Nothing may be changed. Give the entries below again exactly.

Start of Supplied records

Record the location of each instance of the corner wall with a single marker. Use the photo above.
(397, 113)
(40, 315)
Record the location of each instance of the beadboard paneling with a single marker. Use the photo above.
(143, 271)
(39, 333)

End of Supplied records

:: Answer space ::
Record the location of each instance of the corner wall with a single marker. Use the photo above.
(397, 113)
(40, 315)
Record the location of each instance of the beadboard paneling with a single marker. Use the photo above.
(143, 271)
(39, 333)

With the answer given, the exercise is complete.